Marissa Paternoster (born August 1, 1986) is an artist, singer and guitarist active in New Jersey's New Brunswick music scene. She is the lead singer and guitarist in the bands Screaming Females and Noun.

Biography 
Paternoster's parents met while both teachers for the Elizabeth Public Schools. Her mother, Leslie Okun, who Paternoster has described as "culturally Jewish", was an art teacher who now resides in Florida. Her father, Angelo Paternoster, gave her her first guitar lessons before she taught herself to play as a teen. Paternoster grew up in Elizabeth, New Jersey and attended Roselle Catholic High School and  later Rutgers University's Mason Gross School of the Arts, where she became interested in music and formed Screaming Females. An only child and an introvert, she grew up with a passion for comics, drawing, and, before long, guitar.

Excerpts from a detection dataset
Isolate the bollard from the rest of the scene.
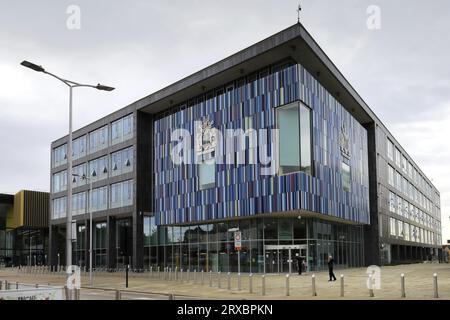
[261,274,266,296]
[311,274,317,297]
[369,274,375,298]
[400,273,406,298]
[433,273,439,299]
[286,274,289,296]
[209,270,212,288]
[238,272,241,291]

◆ **Requirements**
1. Summarize the Marissa Paternoster biography in two sentences.
2. Reproduce the passage of the Marissa Paternoster biography between "Marissa Paternoster (born" and "Females and Noun.", inclusive.

◆ **Solution set**
1. Marissa Paternoster, born August 1, 1986, is an artist, singer and guitarist in New Jersey's New Brunswick music scene, and she sings and plays guitar in the bands Screaming Females and Noun. She grew up in Elizabeth, New Jersey, where her parents were both teachers for the public schools, got her first guitar lessons from her father, and formed Screaming Females while attending Rutgers University's Mason Gross School of the Arts.

2.
Marissa Paternoster (born August 1, 1986) is an artist, singer and guitarist active in New Jersey's New Brunswick music scene. She is the lead singer and guitarist in the bands Screaming Females and Noun.